--- Start of INPUT MATERIAL ---
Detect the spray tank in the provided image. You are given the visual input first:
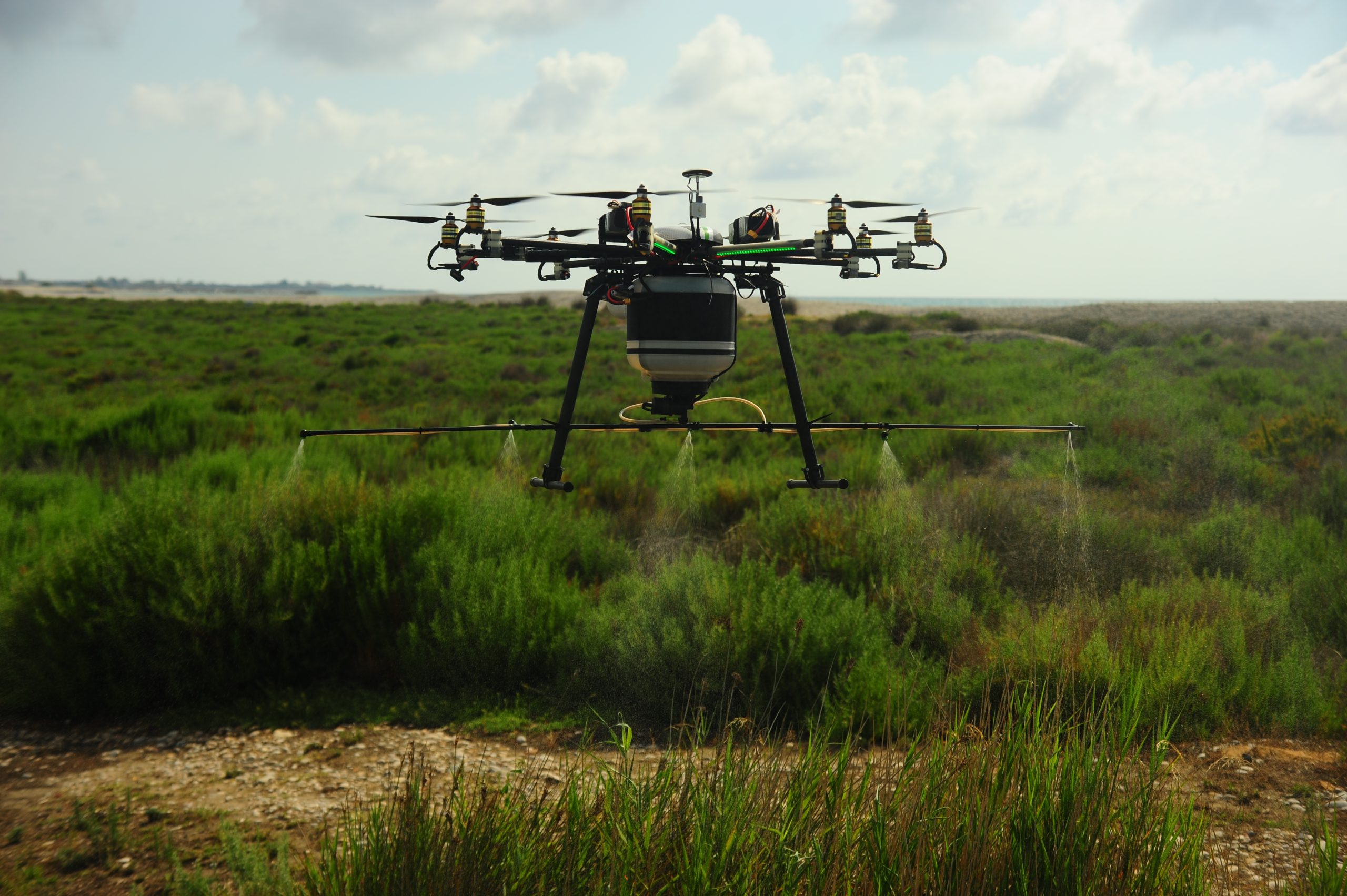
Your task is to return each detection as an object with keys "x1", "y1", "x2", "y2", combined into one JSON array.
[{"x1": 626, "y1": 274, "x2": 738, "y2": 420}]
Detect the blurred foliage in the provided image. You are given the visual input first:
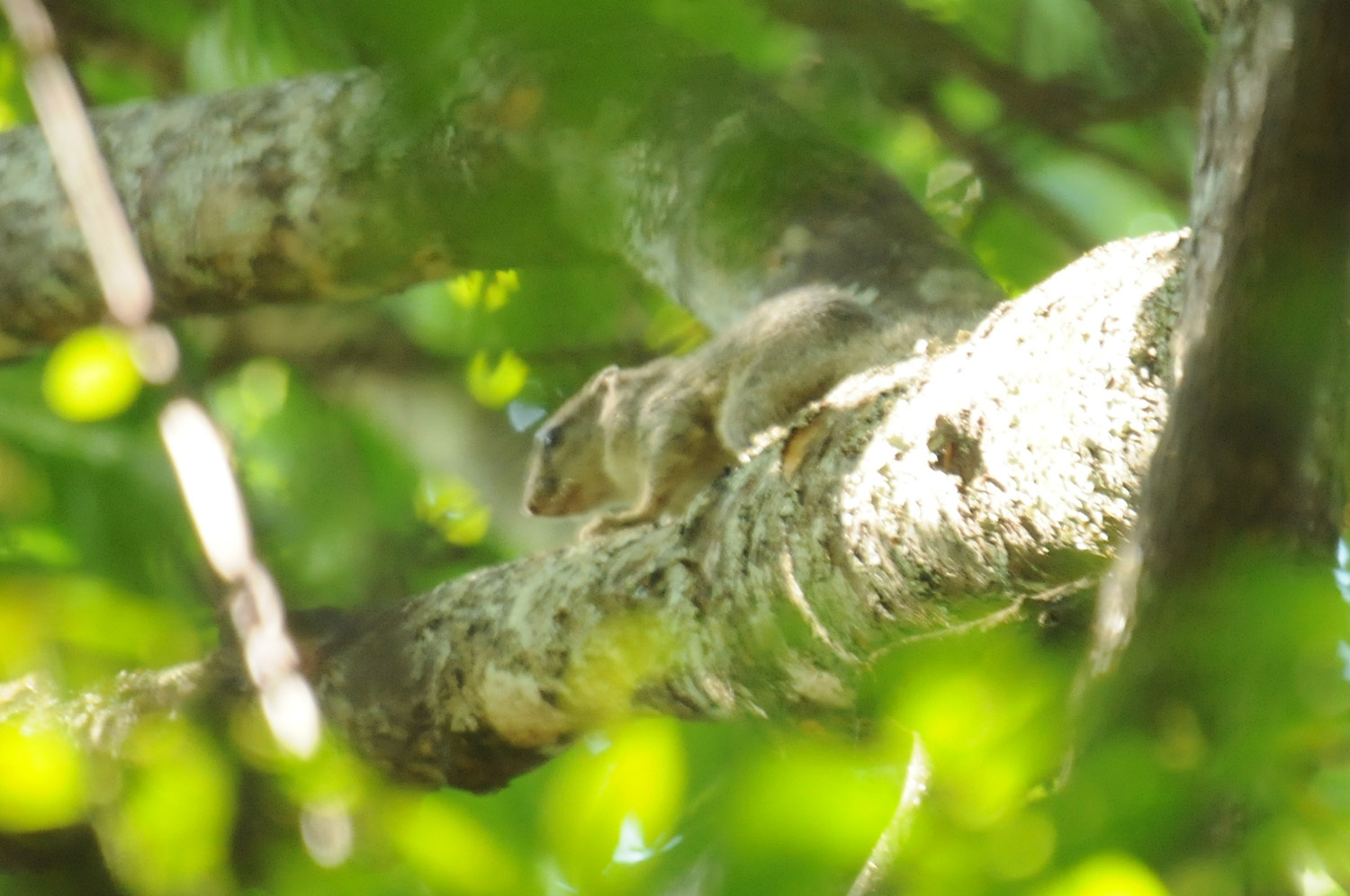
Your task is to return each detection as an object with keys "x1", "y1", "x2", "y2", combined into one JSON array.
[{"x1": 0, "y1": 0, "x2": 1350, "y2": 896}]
--- End of INPUT MATERIAL ---
* _TASK PROMPT_: Format each line from the one containing "Detect the blurred" through the end of the items as a JSON list of strings, one string per line, omitting blank lines. Leave the pictures out of the answer.

* _SOLUTION TO THIS PROBLEM_:
[
  "Detect the blurred foliage in the provided image. You are given the visual input first:",
  "Your task is to return each detection as an object with keys \"x1\", \"y1\", \"x2\", \"y2\", combined into one JSON array.",
  "[{\"x1\": 0, \"y1\": 0, \"x2\": 1350, \"y2\": 896}]"
]